▶ **ABOUT THIS EXERCISE**: Stop after the line containing "For every instance of the white flower, the": print each line exactly from the first line of the listing up to that point.

▶ **TASK MATERIAL**:
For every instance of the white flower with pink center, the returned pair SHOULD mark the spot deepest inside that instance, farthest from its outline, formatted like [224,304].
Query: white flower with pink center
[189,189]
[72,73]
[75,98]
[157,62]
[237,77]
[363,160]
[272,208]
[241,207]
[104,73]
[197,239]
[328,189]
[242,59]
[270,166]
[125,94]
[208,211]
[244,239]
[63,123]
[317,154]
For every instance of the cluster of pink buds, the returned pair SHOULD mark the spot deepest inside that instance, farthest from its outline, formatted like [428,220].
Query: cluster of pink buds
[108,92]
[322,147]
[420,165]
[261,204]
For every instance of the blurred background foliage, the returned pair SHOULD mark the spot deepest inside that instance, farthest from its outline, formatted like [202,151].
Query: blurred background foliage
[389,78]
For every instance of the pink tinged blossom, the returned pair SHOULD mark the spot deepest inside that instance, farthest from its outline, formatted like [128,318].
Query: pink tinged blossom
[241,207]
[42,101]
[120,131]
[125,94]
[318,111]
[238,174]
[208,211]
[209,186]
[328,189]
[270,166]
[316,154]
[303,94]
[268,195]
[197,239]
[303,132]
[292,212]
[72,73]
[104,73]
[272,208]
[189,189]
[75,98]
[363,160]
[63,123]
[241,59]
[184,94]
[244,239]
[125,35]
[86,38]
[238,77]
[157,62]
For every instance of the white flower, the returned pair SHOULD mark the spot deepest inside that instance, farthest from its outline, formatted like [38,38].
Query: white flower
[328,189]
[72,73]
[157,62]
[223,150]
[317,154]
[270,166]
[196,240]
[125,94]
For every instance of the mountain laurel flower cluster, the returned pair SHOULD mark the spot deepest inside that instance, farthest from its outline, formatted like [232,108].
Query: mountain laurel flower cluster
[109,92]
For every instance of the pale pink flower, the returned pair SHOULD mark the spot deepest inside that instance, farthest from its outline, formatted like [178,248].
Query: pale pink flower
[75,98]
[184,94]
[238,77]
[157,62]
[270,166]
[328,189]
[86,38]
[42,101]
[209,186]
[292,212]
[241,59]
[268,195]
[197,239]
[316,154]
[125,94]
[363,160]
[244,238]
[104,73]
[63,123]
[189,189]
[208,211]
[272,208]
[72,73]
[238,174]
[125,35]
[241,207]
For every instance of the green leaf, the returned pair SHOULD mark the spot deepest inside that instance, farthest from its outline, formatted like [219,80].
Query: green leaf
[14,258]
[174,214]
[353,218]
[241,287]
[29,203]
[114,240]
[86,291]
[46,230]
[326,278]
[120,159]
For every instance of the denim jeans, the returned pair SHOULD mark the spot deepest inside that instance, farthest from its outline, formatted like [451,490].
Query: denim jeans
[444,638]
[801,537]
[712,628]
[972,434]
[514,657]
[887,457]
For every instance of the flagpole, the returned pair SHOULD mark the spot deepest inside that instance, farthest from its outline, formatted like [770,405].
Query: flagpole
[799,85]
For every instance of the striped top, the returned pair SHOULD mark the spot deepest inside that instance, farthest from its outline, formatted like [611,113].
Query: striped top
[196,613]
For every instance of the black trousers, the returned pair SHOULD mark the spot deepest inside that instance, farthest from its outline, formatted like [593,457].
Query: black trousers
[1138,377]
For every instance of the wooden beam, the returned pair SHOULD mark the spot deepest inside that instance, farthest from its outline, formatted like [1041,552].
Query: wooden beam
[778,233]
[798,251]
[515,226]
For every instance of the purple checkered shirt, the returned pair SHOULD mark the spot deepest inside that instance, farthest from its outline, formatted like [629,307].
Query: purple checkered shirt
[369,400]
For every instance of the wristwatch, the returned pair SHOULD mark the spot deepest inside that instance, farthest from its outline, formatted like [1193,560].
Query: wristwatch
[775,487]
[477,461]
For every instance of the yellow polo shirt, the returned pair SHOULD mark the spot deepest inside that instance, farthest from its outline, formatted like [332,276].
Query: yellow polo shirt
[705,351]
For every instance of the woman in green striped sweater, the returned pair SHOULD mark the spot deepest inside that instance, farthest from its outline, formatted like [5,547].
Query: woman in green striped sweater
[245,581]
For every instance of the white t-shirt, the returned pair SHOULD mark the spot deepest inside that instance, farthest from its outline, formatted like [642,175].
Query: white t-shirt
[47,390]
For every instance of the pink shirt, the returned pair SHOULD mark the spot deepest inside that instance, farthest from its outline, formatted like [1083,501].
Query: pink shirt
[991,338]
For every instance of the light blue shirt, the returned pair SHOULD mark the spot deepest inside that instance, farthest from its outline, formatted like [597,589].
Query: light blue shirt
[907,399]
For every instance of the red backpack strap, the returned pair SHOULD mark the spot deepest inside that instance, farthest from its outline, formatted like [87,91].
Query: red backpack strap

▶ **ANSWER SPACE**:
For every instance of the white flower with pink center, the returned pair SHOULD mark the spot deepest inside that instance, farthest from its outline, formatted like [224,304].
Query: white flower with pink center
[189,189]
[72,73]
[75,98]
[157,62]
[237,77]
[363,160]
[272,208]
[241,207]
[104,73]
[197,239]
[328,189]
[242,59]
[270,166]
[125,94]
[208,211]
[244,239]
[63,123]
[317,154]
For every instance of the cluster of pink buds, the returned pair SHOULD mark the spot deepest inside that instance, farthest from its outline, formatted like [428,220].
Query: cluster of pink buds
[108,92]
[322,147]
[420,165]
[261,204]
For every instance of the blurred background foliage, the returned pair SHOULD mark the spot deepest inside that instance, farthest from its outline, formatted like [202,151].
Query: blurred background foliage
[389,78]
For every instance of the pink tinged blossom, the returned pair SHOULD mark the spot deepest inside that instance, farthest from its outline, formatted like [128,318].
Query: pink tinged blossom
[241,207]
[42,101]
[120,131]
[125,94]
[318,111]
[238,174]
[208,211]
[209,186]
[328,189]
[270,166]
[316,154]
[303,94]
[268,195]
[197,239]
[303,132]
[292,212]
[72,73]
[104,73]
[272,208]
[189,189]
[75,98]
[363,160]
[63,123]
[241,59]
[184,94]
[244,239]
[125,35]
[86,38]
[238,77]
[157,62]
For every instance of the white flower, the returned pair SHOULD mark the spot deepest inside that instance, farthest from its outline, formatted like [38,38].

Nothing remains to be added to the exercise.